## Texte de lecture
**********

Les vitraux déposés de la Sainte Chapelle réunis dans une petite salle du musée témoignent du goût des maitres-verriers parisiens pour les bleus sombres et les rouges ardents et pour les scènes en médaillon rendues avec une féconde imagination
Le goût pour les vitraux en grisaille est une nouveauté du XIVe siècle, moins chers que les vitraux colorés, ils convenaient mieux comme décor diaphane aux grandes baies des architectures devenues si légères
Dans une belle et grande salle ornée de tapisseries, figurent de nombreux retables et surtout les sculptures sur bois dédiées au culte marial
Ces Vierges à l’Enfant des ateliers du Nord témoignent de la nouvelle sensibilité de la fin du Moyen Age, où la Vierge est devenue une femme accomplie aussi belle que douce, bien féminine inspirée sans doute d’un modèle concret et aimé de l’artiste
Attitude naturelle, charme du sourire dans un visage calme, sensibilité frémissante, enjouement de l’enfant, grâce toute humaine en somme en font des œuvres admirables
Des sculptures aux plis des vêtements comme chiffonnés ou pliés, des boucles de cheveux qui s’envolent autour des visages lisses et rayonnants, reflet d’une vie spirituelle, témoignent de la virtuosité des ateliers de sculptures sur bois dans les pays germaniques au tournant du siècle
Le style des ateliers de Bruxelles joue sur l’extrême préciosité du costume, l’élégance nerveuse et la séduction de la jeunesse
Cette jeune femme à la coiffure d’une certaine grâce mondaine, pleine de distinction évoque bien le style de vie aristocratique à la Cour des Ducs de Bourgogne
Quelques tableaux de dévotion peints dans des ateliers du Nord témoignent de la survivance d’un style de peinture où l’observation du réel est transcrite avec un émerveillement et un enchantement poétique
Mais en pleine Renaissance, ce style tardif et emprunté n’est plus que habile poncif avec des figures aux mornes expressions
Un seul Ange Gabriel, assez falot, ne comblant sûrement pas l’attente du commanditaire, le peintre a donc convoqué toute une armée d’anges afin de rendre la scène plus convaincante !

**********

## Exercices d'application
a – Répondez aux questions suivantes d'après le texte consacré aux œuvres du musée.
(i) De quel siècle le goût pour les vitraux en grisaille est-il une nouveauté ?
(ii) Que trouve-t-on dans la belle et grande salle ornée de tapisseries ?
(iii) Sur quoi joue le style des ateliers de Bruxelles ?
b – Reprenez le texte consacré aux œuvres du musée et poursuivez-le à partir de sa dernière phrase.

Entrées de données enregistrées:
**********

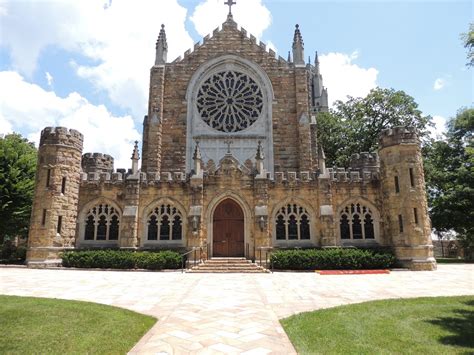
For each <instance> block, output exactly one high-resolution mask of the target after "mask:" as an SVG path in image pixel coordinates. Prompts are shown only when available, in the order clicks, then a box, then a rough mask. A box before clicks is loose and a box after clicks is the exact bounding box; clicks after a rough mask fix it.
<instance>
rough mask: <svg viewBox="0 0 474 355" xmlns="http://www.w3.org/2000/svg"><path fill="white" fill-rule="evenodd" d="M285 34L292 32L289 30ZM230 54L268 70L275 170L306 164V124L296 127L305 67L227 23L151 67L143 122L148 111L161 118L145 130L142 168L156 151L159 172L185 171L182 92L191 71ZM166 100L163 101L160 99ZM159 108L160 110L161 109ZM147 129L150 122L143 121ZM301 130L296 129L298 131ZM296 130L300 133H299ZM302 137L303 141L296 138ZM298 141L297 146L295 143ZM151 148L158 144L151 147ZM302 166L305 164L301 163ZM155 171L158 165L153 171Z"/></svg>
mask: <svg viewBox="0 0 474 355" xmlns="http://www.w3.org/2000/svg"><path fill="white" fill-rule="evenodd" d="M289 38H291V36H290V35H289ZM227 54H235V55H238V56H239V57H241V58H243V59H246V60H249V61H251V62H253V63H255V64H256V65H258V66H259V67H260V68H261V69H262V70H263V71H264V72H265V73H266V75H268V77H269V79H270V81H271V84H272V87H273V91H274V97H275V101H274V103H273V105H272V106H273V107H272V111H273V146H274V165H275V171H287V170H299V169H302V168H301V167H300V165H304V167H305V168H306V167H307V168H311V166H312V157H311V149H307V148H308V147H309V144H310V139H311V137H310V132H309V127H307V128H306V127H305V128H306V129H304V130H303V131H302V133H301V132H299V119H300V117H301V115H302V114H303V113H305V114H306V115H307V116H309V104H310V103H309V99H308V97H309V93H308V78H307V71H306V68H295V67H294V65H293V64H292V63H288V62H287V61H285V60H284V59H283V58H281V57H280V58H276V57H275V53H274V52H273V51H270V52H269V51H266V47H265V45H264V44H263V43H257V41H256V40H255V38H254V37H253V36H250V37H248V35H247V32H246V31H245V30H238V29H237V25H236V24H235V23H233V22H226V23H224V25H223V28H222V30H220V31H219V30H216V31H214V32H213V34H212V37H210V36H206V37H205V38H204V42H203V44H199V45H196V46H195V48H194V51H192V52H190V51H188V52H187V53H186V54H185V56H184V58H182V59H180V58H178V59H177V60H175V61H173V62H172V63H169V64H166V65H164V66H155V67H153V68H152V69H151V79H150V102H149V112H148V121H147V122H150V120H151V118H152V117H153V115H158V116H160V115H162V116H161V117H158V118H159V120H160V121H161V122H160V124H161V126H160V127H161V129H162V133H159V132H158V130H157V132H156V133H154V134H147V135H146V138H145V139H146V144H145V145H144V151H143V167H144V169H143V170H144V171H151V169H153V166H155V165H156V164H155V163H153V164H152V163H151V161H153V160H156V156H157V154H161V171H184V170H185V163H186V161H185V160H186V132H187V131H186V119H187V100H188V99H189V98H186V91H187V89H188V85H189V82H190V79H191V77H192V75H193V74H194V73H195V71H196V70H197V69H198V68H199V67H200V66H202V65H203V64H205V63H206V62H207V61H209V60H210V59H212V58H217V57H219V56H223V55H227ZM163 103H166V104H163ZM161 112H162V113H161ZM145 126H146V130H150V131H151V128H150V127H151V125H149V124H148V123H147V124H146V125H145ZM300 131H301V130H300ZM300 134H304V137H301V138H302V139H300ZM301 142H303V143H301ZM301 144H303V146H301V147H300V145H301ZM307 146H308V147H307ZM152 147H154V148H153V149H155V150H156V149H159V148H158V147H160V152H159V153H158V151H153V150H152ZM308 154H309V156H307V155H308ZM306 165H307V166H306ZM158 171H160V170H158Z"/></svg>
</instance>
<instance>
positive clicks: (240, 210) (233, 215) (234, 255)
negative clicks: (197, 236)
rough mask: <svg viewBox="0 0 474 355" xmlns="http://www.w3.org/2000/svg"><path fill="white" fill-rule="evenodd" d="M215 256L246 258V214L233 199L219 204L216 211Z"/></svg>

**********

## Réponses par tâche
a –
(i) Du XIVe siècle.
(ii) De nombreux retables et surtout les sculptures sur bois dédiées au culte marial.
(iii) Sur l'extrême préciosité du costume, l'élégance nerveuse et la séduction de la jeunesse.

b –
La mode du XVe siècle avec les coiffures extravagantes et les robes très ajustées des jeunes femmes de la Cour…
…introduit l’exposition d’objets de la vie quotidienne médiévale, miroirs et coffrets à bijoux en ivoire sculptés…
…Et encore de beaux et grands peignes, petits chef-d’œuvre d’art décoratif
La salle abritant les textiles présente généralement en alternance le fond très riche de tissages byzantins et de broderies coptes
Au moment de ma dernière visite, très peu de pièces soumises à mon admiration
Les tapisseries dont la célèbre Dame à La Licorne feront l’objet d’un article tout entier…à suivre donc !
Suite à quelques commentaires farfelus, je précise que mes petits textes ne sont pas des « copier-coller » d’un fameux site encyclopédique, pas plus que des copies de dossiers de presse, mais sont le reflet de mes observations lors de visites d’expositions et de ma propre verve (et de quelques connaissances engrangées au cours de ma vie ! )
Je suivrai le fil…d’Ariane. C’est vrai qu’elle est pleine de charme et qu’on se demande pourquoi Thésée l’a plantée là « seule sur le rivage » comme on dit dans la poésie latine! Tant mieux pour Dyonisios!
Phèdre avait un charme ensorcelant et le pauvre Thésée s’y ait laissé prendre…Mais comme on sait comment cela a fini, cette histoire, Ariane a été plus chanceuse ! Et puis cela nous a donné le Lamento d’Ariana de Monteverdi ! Et vive la mythologie !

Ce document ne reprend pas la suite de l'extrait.